> **Text excerpt**
Moris Farhi  ̶  ‘Musa’ to his friends  ̶  died on Tuesday at his home in Hove. He was 84.

Moris was born to a Sephardic Jewish family in Ankara, Turkey, in 1935. At 19, he graduated with a B.A. in Humanities from Istanbul University before moving to London to begin training at the Royal Academy of Dramatic Art (RADA). He then embarked on a brief acting career before turning to writing.

Moris became an acclaimed and award-winning screenwriter, playwright, and novelist. His two most respected novels were his epics, Children of the Rainbow (1999) and Journey Through the Wilderness (2002); the former recounting the life of ‘Branko’ who is born in Auschwitz and embarks on a quest to find the ‘Gypsy Bible’ and a mythical homeland for his people. Moris described himself as a Gypsy and, at a conference in 2012, recalled his inspiration for the novel: meeting an Auschwitz survivor who, speaking of the estimated 19,000 Roma who were murdered there, said, “the world once tried to destroy all that we contain: music, colour, poetry, beauty. They tried to destroy it and they never managed. We’re still here.”

Moris was a long-standing and active member of PEN International, the global advocacy group that campaigns in defence of writers persecuted or imprisoned by repressive regimes. For many years, Moris chaired the Writers in Prison Committee at both PEN International and English PEN. In 2001, he was awarded an MBE for services to literature. Moris was deeply committed to defending human rights, particularly of Turkish writers and of the Roma communities.

> **What you need to do**
A. Using the obituary of Moris Farhi, decide whether each statement agrees with it, answering yes or no and quoting the deciding words of the obituary exactly. (i) He trained at the Royal Academy of Dramatic Art after graduating from Istanbul University. (ii) Children of the Rainbow came out after Journey Through the Wilderness. (iii) He received an MBE in 2001 for services to literature.
B. Repeat word for word the part of the obituary of Moris Farhi that opens with the words containing "Moris was a" and closes with "the Roma communities.".

> **Records shown**
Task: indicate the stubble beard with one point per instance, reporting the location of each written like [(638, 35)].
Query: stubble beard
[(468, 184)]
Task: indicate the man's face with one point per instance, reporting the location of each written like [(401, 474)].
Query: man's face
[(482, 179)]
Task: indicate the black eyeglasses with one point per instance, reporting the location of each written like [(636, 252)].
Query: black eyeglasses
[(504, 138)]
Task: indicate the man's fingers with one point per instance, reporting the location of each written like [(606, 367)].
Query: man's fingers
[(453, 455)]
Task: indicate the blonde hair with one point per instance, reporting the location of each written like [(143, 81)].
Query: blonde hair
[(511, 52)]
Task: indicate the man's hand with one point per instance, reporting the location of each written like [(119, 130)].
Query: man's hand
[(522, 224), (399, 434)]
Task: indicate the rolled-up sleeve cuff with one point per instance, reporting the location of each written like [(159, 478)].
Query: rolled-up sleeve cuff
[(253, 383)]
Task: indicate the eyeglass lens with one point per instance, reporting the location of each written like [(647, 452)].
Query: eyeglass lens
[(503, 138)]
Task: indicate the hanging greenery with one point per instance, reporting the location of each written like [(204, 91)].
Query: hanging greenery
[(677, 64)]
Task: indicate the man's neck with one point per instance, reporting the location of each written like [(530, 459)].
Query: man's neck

> **Task responses**
A.
(i) Yes: "graduated with a B.A. in Humanities from Istanbul University before moving to London to begin training at the Royal Academy of Dramatic Art (RADA)"
(ii) No: "Children of the Rainbow (1999) and Journey Through the Wilderness (2002)"
(iii) Yes: "In 2001, he was awarded an MBE for services to literature."

B.
Moris was a long-standing and active member of PEN International, the global advocacy group that campaigns in defence of writers persecuted or imprisoned by repressive regimes. For many years, Moris chaired the Writers in Prison Committee at both PEN International and English PEN. In 2001, he was awarded an MBE for services to literature. Moris was deeply committed to defending human rights, particularly of Turkish writers and of the Roma communities.